§ Task prompt: Repeat the data verbatim.

§ Provided information:
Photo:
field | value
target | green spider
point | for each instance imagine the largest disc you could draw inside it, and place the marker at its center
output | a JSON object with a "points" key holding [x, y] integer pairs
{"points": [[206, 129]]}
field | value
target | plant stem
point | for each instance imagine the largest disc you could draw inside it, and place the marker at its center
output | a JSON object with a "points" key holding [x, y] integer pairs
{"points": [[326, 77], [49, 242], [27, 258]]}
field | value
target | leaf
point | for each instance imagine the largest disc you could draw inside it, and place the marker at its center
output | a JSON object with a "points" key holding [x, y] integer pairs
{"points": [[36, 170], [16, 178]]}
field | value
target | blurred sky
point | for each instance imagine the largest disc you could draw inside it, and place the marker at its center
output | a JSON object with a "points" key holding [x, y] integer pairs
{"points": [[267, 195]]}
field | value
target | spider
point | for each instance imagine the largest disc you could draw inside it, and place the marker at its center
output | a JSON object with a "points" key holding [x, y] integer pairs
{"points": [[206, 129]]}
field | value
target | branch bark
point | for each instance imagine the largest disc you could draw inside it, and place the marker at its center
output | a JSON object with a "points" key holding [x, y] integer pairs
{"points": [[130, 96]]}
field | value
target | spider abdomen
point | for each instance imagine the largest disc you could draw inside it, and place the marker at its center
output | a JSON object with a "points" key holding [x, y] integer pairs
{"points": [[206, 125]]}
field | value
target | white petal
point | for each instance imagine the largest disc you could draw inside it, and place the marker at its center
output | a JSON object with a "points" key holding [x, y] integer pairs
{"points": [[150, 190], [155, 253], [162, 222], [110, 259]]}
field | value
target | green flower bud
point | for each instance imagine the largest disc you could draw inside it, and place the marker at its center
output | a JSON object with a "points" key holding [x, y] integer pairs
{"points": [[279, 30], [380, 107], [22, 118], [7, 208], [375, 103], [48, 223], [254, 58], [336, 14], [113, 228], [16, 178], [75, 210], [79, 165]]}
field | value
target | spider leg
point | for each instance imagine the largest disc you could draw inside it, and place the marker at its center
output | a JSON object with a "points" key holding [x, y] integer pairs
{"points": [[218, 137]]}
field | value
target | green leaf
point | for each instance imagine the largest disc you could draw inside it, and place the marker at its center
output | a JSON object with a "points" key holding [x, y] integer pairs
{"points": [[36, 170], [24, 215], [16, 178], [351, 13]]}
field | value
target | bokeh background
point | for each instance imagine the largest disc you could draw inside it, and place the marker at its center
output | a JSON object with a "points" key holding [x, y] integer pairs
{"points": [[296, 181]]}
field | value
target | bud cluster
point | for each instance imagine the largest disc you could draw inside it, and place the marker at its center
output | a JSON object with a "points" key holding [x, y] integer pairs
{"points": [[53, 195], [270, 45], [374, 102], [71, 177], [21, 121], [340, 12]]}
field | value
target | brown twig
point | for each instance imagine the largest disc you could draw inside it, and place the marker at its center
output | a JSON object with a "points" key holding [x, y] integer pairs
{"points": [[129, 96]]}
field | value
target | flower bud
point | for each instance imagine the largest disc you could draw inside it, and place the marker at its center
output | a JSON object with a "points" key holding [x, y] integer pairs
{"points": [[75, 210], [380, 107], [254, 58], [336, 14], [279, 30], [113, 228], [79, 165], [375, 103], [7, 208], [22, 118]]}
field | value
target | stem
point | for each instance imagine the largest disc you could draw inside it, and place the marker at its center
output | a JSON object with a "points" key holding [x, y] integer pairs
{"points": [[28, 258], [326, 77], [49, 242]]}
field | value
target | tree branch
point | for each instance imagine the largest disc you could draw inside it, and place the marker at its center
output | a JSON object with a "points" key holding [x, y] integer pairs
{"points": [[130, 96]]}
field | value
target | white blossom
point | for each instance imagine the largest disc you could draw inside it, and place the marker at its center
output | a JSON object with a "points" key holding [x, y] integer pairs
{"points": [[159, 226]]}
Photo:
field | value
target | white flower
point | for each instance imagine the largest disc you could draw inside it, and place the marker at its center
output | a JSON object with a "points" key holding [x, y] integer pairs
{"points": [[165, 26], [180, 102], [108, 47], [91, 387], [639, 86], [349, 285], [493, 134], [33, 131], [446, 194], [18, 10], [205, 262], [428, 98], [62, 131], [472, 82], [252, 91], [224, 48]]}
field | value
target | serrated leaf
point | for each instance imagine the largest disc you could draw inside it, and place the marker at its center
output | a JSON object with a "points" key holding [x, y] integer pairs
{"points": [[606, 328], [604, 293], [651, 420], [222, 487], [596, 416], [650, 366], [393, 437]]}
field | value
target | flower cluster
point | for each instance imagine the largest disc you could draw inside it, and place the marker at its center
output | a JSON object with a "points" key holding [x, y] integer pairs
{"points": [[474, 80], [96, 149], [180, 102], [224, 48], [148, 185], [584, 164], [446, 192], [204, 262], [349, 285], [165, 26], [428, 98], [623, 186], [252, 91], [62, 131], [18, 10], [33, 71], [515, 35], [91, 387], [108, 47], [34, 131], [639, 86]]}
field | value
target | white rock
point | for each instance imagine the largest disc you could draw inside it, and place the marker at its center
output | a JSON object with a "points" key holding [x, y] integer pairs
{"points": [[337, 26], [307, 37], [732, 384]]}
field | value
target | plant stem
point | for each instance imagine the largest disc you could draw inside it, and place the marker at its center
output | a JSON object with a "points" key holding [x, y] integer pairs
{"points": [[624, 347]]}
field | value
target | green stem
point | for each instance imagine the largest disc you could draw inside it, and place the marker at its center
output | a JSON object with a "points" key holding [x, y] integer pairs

§ Output of the exercise:
Photo:
field | value
target | green spider
point | for each instance imagine the largest disc you could draw inside it, and place the marker at its center
output | a JSON object with a "points" key holding [x, y] integer pairs
{"points": [[206, 129]]}
field | value
target | plant stem
point | for each instance imagine the largest disc you could draw inside it, and place the marker at its center
output | a JSON object with a "points" key holding [x, y] integer pairs
{"points": [[326, 77], [49, 242], [27, 258]]}
field | value
target | leaf
point | for each instance imagine the largest disc you could draw inside it, and place the marker at its center
output | a JSON object with a "points" key holding [x, y] integer pairs
{"points": [[36, 170], [16, 178]]}
field | value
target | blurred sky
point | for each instance imagine the largest disc you could draw inside it, and place the marker at its center
output | a JSON object with a "points" key holding [x, y] integer pairs
{"points": [[267, 195]]}
field | value
target | spider
point | for each instance imagine the largest disc you could draw inside it, and place the marker at its center
output | a JSON object with a "points" key holding [x, y] integer pairs
{"points": [[206, 129]]}
field | value
target | branch bark
point | for each instance imagine the largest disc you could draw inside it, and place the marker at its center
output | a JSON object with a "points" key holding [x, y] integer pairs
{"points": [[130, 96]]}
field | value
target | spider abdomen
point | for each instance imagine the largest disc you could draw inside it, and place the marker at its center
output | a JSON object with a "points" key holding [x, y] integer pairs
{"points": [[206, 125]]}
field | value
target | white petal
point | for each instance imagine the largest disc you could draw inside it, and place the marker at its center
output | a JSON object with a "points" key holding [x, y] integer pairs
{"points": [[150, 190], [155, 253], [162, 222], [110, 259]]}
field | value
target | green flower bud
point | for each instance imagine the largest disc you could draw inside it, and place the marker at its center
output | a JSON object with a "points" key holding [x, y] integer pairs
{"points": [[279, 30], [380, 107], [22, 118], [7, 208], [375, 103], [48, 223], [254, 58], [336, 14], [113, 228], [16, 178], [75, 210], [79, 165]]}
field | value
target | spider leg
point | for each instance imagine the largest disc you could draw inside it, and place the marker at its center
output | a JSON object with a "points" key holding [x, y] integer pairs
{"points": [[218, 137]]}
field | value
target | green leaf
point | for each instance imagine the largest disc you could draw inside it, and place the marker at its center
output | a JSON object with a "points" key holding [x, y] integer pairs
{"points": [[36, 170], [24, 215], [16, 178], [351, 13]]}
field | value
target | bokeh background
point | for each instance imagine the largest disc you could draw inside it, and place the marker at its center
output | a JSON object with a "points" key holding [x, y] integer pairs
{"points": [[296, 181]]}
field | value
target | bud cluster
point | for each instance imagine the largest disc you could draw inside it, and place the marker at its center
output | a JSON object with a "points" key holding [x, y] integer pairs
{"points": [[53, 195], [270, 45], [374, 102], [71, 177], [21, 121], [340, 12]]}
field | value
target | brown twig
point | for each instance imagine the largest disc you could draw inside it, and place the marker at its center
output | a JSON object with a "points" key holding [x, y] integer pairs
{"points": [[129, 96]]}
field | value
target | flower bud
point | for each instance imagine the largest disc you could draw inside it, and place the marker at its center
output | a JSON object with a "points" key holding [x, y] integer pairs
{"points": [[75, 210], [380, 107], [254, 58], [336, 14], [279, 30], [113, 228], [79, 165], [375, 103], [7, 208], [22, 118]]}
field | value
target | stem
point | for each instance imagine the largest disc you could draw inside it, and place the marker at its center
output | a JSON object with a "points" key holding [x, y] integer pairs
{"points": [[28, 258], [326, 77], [49, 242]]}
field | value
target | tree branch
point | for each instance imagine the largest disc you could draw inside it, and place the marker at its center
output | a JSON object with a "points" key holding [x, y] integer pairs
{"points": [[130, 96]]}
field | value
target | white blossom
point | for each instance imagine the largest disc you could draw inside it, and place the marker at its center
output | a JSON object with a "points" key holding [x, y] integer pairs
{"points": [[159, 226]]}
Photo:
field | value
target | white flower
point | for each instance imagine the largest disc you could draw inside it, and place the marker at its center
output | a JSON object with a "points" key holding [x, y] integer pairs
{"points": [[165, 26], [180, 102], [108, 47], [91, 387], [639, 86], [349, 285], [493, 134], [33, 131], [446, 194], [18, 10], [205, 262], [428, 98], [62, 131], [472, 82], [252, 91], [224, 48]]}
field | value
target | serrated leaf
point | for each instance imagine the largest disc you could draw inside it, and place the marker at its center
output | a JSON object with a "points" key holding [x, y] integer pairs
{"points": [[606, 328], [604, 293], [651, 420], [222, 487], [596, 416], [650, 366], [393, 437]]}
field | value
target | flower cluster
point | for each instance imagine the largest disc you could draw inside it, and place the marker at its center
output | a JSON object with a "points" key holding [x, y] integer pairs
{"points": [[474, 80], [96, 149], [180, 102], [224, 48], [148, 185], [584, 164], [446, 192], [204, 262], [349, 285], [165, 26], [428, 98], [623, 186], [252, 91], [62, 131], [18, 10], [33, 71], [515, 35], [91, 387], [108, 47], [34, 131], [639, 86]]}
field | value
target | white rock
point | for each instance imagine the largest disc you could draw inside it, and place the marker at its center
output | a JSON object with a "points" key holding [x, y] integer pairs
{"points": [[337, 26], [307, 37], [732, 384]]}
field | value
target | plant stem
point | for each instance imagine the largest disc you could draw inside it, and place the marker at its center
output | a JSON object with a "points" key holding [x, y] integer pairs
{"points": [[624, 347]]}
field | value
target | green stem
point | for each instance imagine the largest disc you could draw inside it, and place the marker at its center
output | a JSON object with a "points" key holding [x, y] integer pairs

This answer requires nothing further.